## [Data extract]
^^^^

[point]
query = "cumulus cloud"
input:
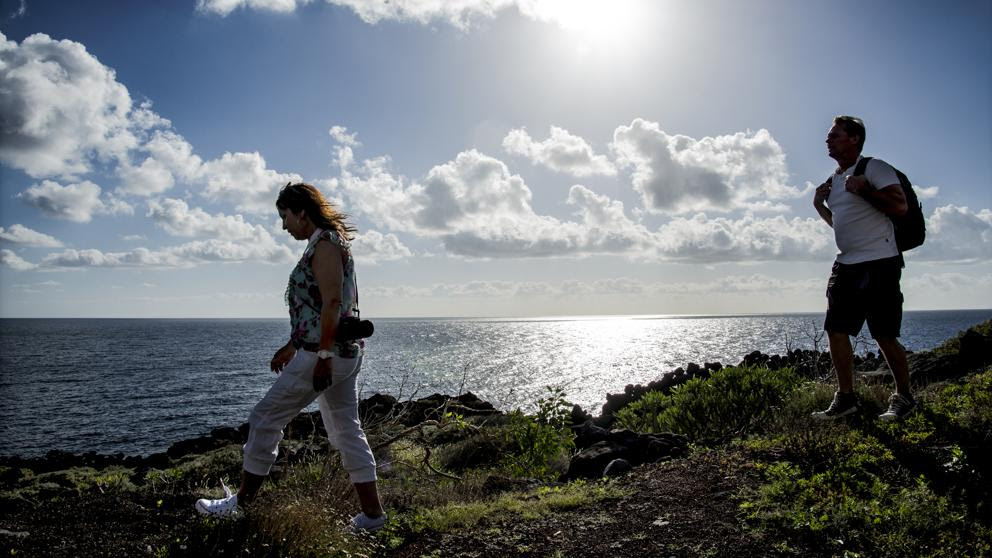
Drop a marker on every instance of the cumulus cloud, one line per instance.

^^^^

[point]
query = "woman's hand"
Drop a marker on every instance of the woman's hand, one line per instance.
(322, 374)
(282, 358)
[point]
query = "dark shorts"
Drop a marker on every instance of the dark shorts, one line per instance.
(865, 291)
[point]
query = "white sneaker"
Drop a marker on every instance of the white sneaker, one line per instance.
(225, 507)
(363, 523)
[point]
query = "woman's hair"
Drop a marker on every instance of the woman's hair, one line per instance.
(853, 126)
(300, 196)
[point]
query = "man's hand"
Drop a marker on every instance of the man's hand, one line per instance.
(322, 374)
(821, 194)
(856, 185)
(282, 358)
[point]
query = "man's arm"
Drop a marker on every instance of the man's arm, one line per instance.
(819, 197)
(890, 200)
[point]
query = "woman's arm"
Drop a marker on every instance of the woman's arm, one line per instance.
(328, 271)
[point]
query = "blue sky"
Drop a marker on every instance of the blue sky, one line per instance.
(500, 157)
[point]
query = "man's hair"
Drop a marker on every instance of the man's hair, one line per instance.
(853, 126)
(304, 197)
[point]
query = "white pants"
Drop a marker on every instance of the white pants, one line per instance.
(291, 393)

^^^^

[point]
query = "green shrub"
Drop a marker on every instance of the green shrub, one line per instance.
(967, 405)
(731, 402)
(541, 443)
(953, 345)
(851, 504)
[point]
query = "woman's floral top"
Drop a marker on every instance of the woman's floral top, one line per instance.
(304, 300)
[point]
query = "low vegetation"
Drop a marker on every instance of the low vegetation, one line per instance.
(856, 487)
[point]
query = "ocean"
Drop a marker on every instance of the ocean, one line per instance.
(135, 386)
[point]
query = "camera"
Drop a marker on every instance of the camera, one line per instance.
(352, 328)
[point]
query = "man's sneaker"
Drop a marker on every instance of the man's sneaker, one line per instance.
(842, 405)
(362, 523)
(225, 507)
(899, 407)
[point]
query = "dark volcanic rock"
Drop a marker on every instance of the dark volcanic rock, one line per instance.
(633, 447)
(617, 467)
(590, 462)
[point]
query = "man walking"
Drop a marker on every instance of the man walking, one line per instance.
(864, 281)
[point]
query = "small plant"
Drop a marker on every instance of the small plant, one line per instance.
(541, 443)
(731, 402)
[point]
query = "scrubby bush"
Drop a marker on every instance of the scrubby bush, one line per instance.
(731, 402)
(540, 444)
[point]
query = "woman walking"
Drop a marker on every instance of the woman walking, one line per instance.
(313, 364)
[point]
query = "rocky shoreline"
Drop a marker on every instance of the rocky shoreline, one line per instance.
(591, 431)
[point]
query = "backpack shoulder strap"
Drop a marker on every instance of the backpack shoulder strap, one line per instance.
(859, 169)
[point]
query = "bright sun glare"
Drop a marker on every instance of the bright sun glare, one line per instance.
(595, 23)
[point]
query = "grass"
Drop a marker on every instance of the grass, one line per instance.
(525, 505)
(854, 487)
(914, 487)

^^^^

## [Work required]
Reply with nothing except the number of lines in the listing above that include the string "cloud".

## [Exercise response]
2